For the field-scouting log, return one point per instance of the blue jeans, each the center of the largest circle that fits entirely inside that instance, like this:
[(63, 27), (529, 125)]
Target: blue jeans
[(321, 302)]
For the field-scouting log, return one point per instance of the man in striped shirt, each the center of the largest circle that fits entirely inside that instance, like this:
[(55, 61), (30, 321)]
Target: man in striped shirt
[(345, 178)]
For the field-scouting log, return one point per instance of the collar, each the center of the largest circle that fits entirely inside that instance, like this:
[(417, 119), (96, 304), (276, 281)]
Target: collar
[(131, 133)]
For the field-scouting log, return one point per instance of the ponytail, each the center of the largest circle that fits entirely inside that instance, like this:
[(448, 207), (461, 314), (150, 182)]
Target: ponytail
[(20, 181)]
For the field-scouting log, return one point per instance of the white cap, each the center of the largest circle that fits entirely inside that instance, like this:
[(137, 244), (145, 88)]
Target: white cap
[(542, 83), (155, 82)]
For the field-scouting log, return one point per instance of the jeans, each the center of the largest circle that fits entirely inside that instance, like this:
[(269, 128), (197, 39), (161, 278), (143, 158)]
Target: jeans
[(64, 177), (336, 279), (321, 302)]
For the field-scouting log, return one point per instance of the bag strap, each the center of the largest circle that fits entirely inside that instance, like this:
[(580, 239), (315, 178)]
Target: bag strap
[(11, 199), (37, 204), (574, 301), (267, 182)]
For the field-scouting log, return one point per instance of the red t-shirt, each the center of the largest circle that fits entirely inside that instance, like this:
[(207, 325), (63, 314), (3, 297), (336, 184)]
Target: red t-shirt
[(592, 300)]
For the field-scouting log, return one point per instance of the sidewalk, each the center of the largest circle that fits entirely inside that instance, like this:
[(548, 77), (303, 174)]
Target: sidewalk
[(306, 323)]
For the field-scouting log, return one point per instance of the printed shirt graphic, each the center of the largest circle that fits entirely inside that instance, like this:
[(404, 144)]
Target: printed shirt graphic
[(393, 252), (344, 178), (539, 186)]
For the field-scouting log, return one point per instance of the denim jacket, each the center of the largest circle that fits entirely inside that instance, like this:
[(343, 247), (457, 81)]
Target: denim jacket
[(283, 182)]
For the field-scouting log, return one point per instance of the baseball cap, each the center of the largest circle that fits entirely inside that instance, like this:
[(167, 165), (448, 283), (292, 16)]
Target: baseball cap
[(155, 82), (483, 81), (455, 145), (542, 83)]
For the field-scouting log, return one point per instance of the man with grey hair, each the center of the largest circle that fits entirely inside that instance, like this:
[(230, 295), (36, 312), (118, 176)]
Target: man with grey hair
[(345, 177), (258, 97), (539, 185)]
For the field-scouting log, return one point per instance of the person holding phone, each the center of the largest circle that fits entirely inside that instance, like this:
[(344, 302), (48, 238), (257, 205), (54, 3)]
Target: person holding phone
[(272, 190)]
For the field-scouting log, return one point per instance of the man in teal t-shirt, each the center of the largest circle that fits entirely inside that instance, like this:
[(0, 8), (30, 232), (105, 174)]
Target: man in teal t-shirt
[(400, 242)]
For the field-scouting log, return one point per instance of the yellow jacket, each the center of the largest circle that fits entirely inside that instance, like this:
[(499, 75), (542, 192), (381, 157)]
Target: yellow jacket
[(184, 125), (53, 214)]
■ ■ ■ ■ ■
Requirement>
Rewrite all of the material above, swapping each "field-scouting log" for "site survey notes" and leaving every other character untouched.

Answer to this task>
For the site survey notes, return one point per instance of the blue jeans, each the center of the largest circle that fits entirely inside that instance, like this:
[(63, 27), (529, 125)]
Target: blue jeans
[(321, 302)]
For the site survey notes, return one point per instance of the man in striped shirt, each the center of the largest circle that fits entirely inside that instance, like this:
[(55, 61), (30, 321)]
Target: man in striped shirt
[(345, 178)]
For the site survey notes, return one point per instance of the collar, each the center of the largest circle that fits entirely inside that instance, like this:
[(417, 119), (96, 304), (276, 281)]
Target: collar
[(131, 133)]
For the site survey notes, return one point per instance of the ponytail, each the center of the largest circle that fits entirely inside that instance, like this:
[(448, 207), (461, 314), (150, 182)]
Target: ponytail
[(20, 181)]
For the site survey notes, return one point per instance of the white cap, each the center of the largest circle that fits entirely inside that instance, like this:
[(137, 244), (145, 88)]
Target: white cap
[(542, 83), (155, 82)]
For the site survey notes, return one point per instance of the jeans, each the center of the largest circle that fits entirely inside that instance, like this:
[(269, 128), (197, 39), (161, 278), (143, 158)]
Target: jeans
[(64, 177), (336, 279), (321, 302)]
For the site survey notes, return one point per instance of the bag strap, each the center of the largest circle that fits entirely inside that instance, like this:
[(580, 239), (315, 178)]
Target: bag strap
[(11, 199), (37, 204), (574, 301), (267, 182)]
For the site survey notes, return one point per instance of the red t-shirt, each the center of the largest circle that fits entirely inside that instance, like this:
[(207, 325), (63, 314), (3, 297), (336, 184)]
Target: red t-shirt
[(592, 300)]
For the site survey notes, return one point per instance of the sidewalk, each the center of the largest circle that fits entirely inside that instance, like this:
[(548, 77), (303, 174)]
Target: sidewalk
[(306, 323)]
For the site survey notes, return one point per instance of the printed shirt graphic, each the center of the largest circle that fits entirely inside that instance, like this:
[(404, 144)]
Target: printed shirt graphic
[(393, 252), (344, 178), (539, 186)]
For the site survey notes, return one point per instance of the denim jacket, each the center of the largest circle that fits entirely inside that instance, like this:
[(343, 247), (457, 81)]
Target: denim jacket
[(283, 182)]
For the site survey notes, return one point per instance of the baseball cap, each the center of the largest circle that fits entirely inside that instance, like this:
[(167, 165), (448, 283), (292, 16)]
Target: baseball cap
[(155, 82), (483, 81), (455, 145), (542, 83)]
For the site survey notes, return one point per instance of the man with grey hair, each the center of the largest circle that fits entirely inside that instance, like this:
[(230, 295), (36, 312), (118, 176)]
Target: man with grey hair
[(345, 177), (258, 97), (539, 185)]
For the site survey notes, return one point per instance of the person holding phone, each the center of the largest circle that fits entirely inside that instance, like this:
[(344, 302), (48, 238), (257, 205), (54, 3)]
Target: person holding phone
[(272, 190)]
For the site survey notes, return one point per instance of the man in teal t-shirt, each the center of the largest circle that fits entirely inside that instance, like this:
[(0, 8), (30, 232), (105, 174)]
Target: man in teal t-shirt
[(400, 242)]
For the site survey notes, return one point per instance of the yellow jacket, each the center of the largest circle that fits entirely inside that instance, like this:
[(499, 75), (542, 192), (381, 157)]
Target: yellow jacket
[(184, 125), (53, 214)]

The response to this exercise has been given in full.